Items listed in a dataset:
* * * * *

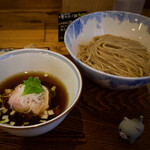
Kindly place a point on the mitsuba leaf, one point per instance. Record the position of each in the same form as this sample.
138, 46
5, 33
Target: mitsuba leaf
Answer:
32, 85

* * * * *

WHAT TO PRODUCE:
Reproduce every line of the material above except the pictures, adding 47 to each point coordinate given in the answers.

REPLY:
Kindly place a point on the mitsuba leaf, one point per instance. Record the position of each in the same form as this sample.
138, 46
5, 33
Target: mitsuba leaf
Answer:
79, 132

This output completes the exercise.